Activity:
In the entries below, find the line with "Target: arm" and the line with "Target: woman in dark coat"; give again those lines and every line between them, exactly.

Referring expression data:
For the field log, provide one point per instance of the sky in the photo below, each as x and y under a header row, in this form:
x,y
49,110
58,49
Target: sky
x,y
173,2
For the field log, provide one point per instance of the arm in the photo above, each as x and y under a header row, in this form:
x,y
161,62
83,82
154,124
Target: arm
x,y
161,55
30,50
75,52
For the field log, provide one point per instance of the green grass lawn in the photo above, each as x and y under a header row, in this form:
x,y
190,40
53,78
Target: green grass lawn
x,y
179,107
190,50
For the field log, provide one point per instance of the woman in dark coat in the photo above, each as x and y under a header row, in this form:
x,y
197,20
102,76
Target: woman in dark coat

* * *

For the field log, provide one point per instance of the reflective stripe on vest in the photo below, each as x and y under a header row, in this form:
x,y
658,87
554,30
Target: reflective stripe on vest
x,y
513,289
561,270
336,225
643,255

Solution to the exercise:
Target: arm
x,y
161,55
30,50
75,52
For the field log, provide one point per instance of the green grass lawn in the photo above, each as x and y under a header row, in this form:
x,y
190,40
53,78
Target: green grass lawn
x,y
179,107
190,50
For the field log, provide one point per instance of the woman in dark coat in the photo above, each as x and y under a header row, in this form:
x,y
197,20
102,76
Target: woman in dark coat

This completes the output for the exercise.